PROBLEMS AND TASKS
- 1) Answer these questions from the marathon training piece:
(a) How many miles does the coach want people to be comfortable running for their long run in week 1?
(b) How many weeks before race day is the plan assumed to start?
(c) What is the most of a runner's total weekly mileage that the coach wants the long run to make up?
- 2) Quote the marathon training piece word for word, starting at "One of the reasons" and ending after "your long-run distance.".

EXTRACT

Marathon training starts here!

It’s one month since thousands of lucky runners found out they’d landed a place in the London marathon. I’d wager that most of them haven’t started training yet. Too early? Well, it depends where you are to begin with. I believe a lot of runners make the mistake of waiting until January to start their official training. If you’re a seasoned runner, with a relatively high weekly mileage and, perhaps, other marathons under your belt, you may be fine delaying your official ‘build-up’ because you’ll be able to hit the ground running (pun intended). But if you’re less experienced, or not running much at the moment, or haven’t done a long race in a while, what are you waiting for?! I have had recent enquiries from potential coaching clients who despite knowing they are running London/Brighton/Paris, are currently only running 8-12 miles PER WEEK!

As a coach, I like people to be comfortable running 13 miles for their long run in week 1 of their plan (assuming we’re starting 16 weeks out from race day). If you can only start at, say 10 miles, you will waste valuable weeks building up to the point where you can run 13 miles – and that makes it a race against time to achieve a decent peak mileage and longest long run. The last thing you want is to run your longest-ever run (say, the holy grail of 20 miles) just once, three weeks before your longest-ever run (the marathon). It’s all too bunched up towards the end of the plan and it doesn’t give you sufficient time to recover from the peak long run. Having to squash in weekly consecutive long runs, just to ensure you can make it to a 20-miler also risks injury. There are far better ways to plan your training!

If you are doing a spring marathon, and you haven’t run 13 miles recently (or ever) – start working towards that now and you’ll be in a much stronger position come December or January when you embark on your ‘official’ plan.

One of the reasons I use 13 miles as a base measure is because it’s half the distance you’ll be racing (psychologically, you’re halfway there straight from the off). It’s also because I believe that anyone who has signed up to run  a marathon in the spring should be able to cover the marathon distance over the course of a week right from the off. Think about it: you’re going to be doing this distance in a DAY, so it seems reasonable to be able to accumulate it over a week.! And I don’t like the ‘long run’ to comprise more than 50% of a runner’s total weekly mileage. Say you start with a weekly mileage of 26 miles – that allows you to include three shorter runs (one at faster-than-marathon-pace, such as a speed or tempo session of some kind, I’d advise) along with a long run. Then, as your weekly mileage gradually increases, so does your long-run distance.

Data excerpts

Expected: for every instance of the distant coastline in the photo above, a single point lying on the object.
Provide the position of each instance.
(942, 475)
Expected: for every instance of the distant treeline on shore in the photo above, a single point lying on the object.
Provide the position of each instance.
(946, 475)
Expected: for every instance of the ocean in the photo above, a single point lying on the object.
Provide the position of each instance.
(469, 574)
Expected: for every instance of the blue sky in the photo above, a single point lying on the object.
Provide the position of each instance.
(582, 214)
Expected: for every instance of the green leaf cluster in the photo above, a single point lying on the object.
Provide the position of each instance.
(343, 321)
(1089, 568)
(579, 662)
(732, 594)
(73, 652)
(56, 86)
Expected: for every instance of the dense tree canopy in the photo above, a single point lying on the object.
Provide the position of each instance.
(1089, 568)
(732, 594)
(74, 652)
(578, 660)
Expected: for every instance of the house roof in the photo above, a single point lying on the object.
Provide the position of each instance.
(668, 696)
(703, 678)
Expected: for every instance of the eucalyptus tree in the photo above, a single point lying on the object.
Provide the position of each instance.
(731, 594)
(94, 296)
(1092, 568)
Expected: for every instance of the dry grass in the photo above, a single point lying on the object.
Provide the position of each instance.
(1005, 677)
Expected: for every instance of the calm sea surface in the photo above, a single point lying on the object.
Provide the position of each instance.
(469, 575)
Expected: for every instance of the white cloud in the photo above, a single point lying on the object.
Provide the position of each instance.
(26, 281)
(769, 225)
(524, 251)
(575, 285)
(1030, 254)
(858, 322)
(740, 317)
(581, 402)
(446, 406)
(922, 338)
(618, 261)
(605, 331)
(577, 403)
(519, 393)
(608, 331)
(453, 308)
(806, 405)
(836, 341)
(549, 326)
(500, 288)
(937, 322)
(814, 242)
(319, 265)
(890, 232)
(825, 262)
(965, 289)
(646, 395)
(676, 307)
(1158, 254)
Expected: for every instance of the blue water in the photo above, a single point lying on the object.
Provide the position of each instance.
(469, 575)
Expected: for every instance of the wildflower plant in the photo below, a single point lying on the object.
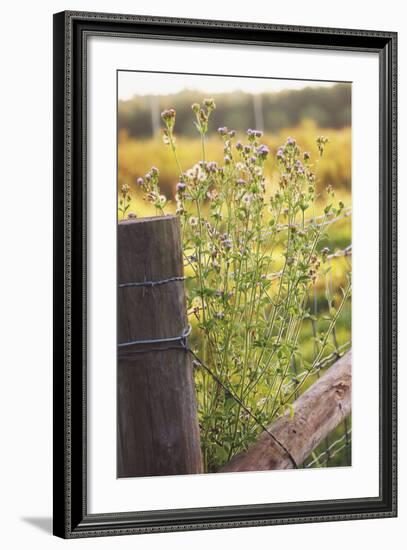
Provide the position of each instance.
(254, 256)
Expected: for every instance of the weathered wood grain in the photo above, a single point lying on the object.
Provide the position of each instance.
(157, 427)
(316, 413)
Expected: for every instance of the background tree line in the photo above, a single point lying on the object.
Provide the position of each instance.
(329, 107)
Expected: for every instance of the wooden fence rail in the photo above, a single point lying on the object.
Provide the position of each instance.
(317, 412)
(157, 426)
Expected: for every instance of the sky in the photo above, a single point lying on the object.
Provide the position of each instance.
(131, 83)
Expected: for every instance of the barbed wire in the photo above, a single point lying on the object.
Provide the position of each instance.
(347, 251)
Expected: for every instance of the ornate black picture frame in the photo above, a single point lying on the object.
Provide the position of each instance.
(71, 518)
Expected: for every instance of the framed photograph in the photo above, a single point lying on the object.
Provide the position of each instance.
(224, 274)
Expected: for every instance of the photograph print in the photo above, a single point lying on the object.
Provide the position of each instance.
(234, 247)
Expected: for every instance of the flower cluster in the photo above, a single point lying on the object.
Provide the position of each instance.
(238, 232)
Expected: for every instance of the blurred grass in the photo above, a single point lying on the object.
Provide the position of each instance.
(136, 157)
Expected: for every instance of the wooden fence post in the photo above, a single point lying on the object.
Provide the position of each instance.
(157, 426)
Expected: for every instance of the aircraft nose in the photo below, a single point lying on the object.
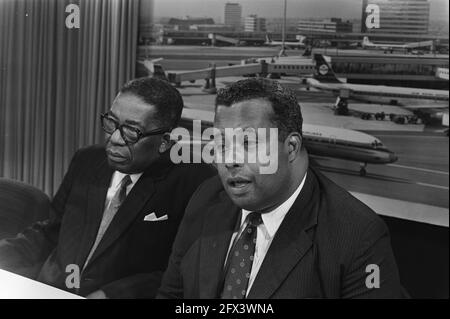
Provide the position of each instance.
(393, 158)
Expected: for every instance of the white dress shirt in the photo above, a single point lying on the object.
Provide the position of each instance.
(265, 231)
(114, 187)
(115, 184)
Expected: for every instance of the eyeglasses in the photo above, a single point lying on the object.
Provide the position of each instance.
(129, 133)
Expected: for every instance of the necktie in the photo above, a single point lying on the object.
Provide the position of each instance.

EXPECTED OUTPUTS
- 1)
(a) 13 miles
(b) 16 weeks
(c) 50%

- 2)
One of the reasons I use 13 miles as a base measure is because it’s half the distance you’ll be racing (psychologically, you’re halfway there straight from the off). It’s also because I believe that anyone who has signed up to run  a marathon in the spring should be able to cover the marathon distance over the course of a week right from the off. Think about it: you’re going to be doing this distance in a DAY, so it seems reasonable to be able to accumulate it over a week.! And I don’t like the ‘long run’ to comprise more than 50% of a runner’s total weekly mileage. Say you start with a weekly mileage of 26 miles – that allows you to include three shorter runs (one at faster-than-marathon-pace, such as a speed or tempo session of some kind, I’d advise) along with a long run. Then, as your weekly mileage gradually increases, so does your long-run distance.